───── Task inputs ─────
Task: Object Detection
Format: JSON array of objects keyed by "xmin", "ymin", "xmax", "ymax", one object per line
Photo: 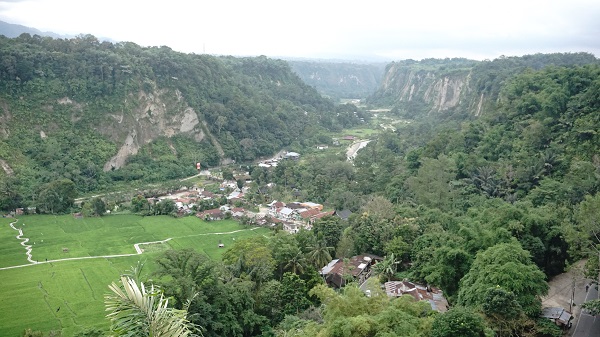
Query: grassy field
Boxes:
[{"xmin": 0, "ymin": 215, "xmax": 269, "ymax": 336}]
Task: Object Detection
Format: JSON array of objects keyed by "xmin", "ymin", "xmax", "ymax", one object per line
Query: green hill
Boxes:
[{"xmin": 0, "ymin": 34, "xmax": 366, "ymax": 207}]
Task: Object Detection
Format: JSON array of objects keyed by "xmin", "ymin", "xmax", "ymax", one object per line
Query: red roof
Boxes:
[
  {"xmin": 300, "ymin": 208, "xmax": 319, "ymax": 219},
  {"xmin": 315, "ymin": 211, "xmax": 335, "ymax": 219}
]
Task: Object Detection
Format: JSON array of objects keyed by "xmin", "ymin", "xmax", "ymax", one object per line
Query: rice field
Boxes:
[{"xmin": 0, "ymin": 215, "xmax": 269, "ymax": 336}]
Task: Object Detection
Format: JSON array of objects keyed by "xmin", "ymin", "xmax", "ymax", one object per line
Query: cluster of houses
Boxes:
─────
Task requirements: Copy every line above that contains the string "Query", with case counting.

Output of the exercise:
Query: grassy field
Query: green hill
Query: red roof
Query: rice field
Query: cluster of houses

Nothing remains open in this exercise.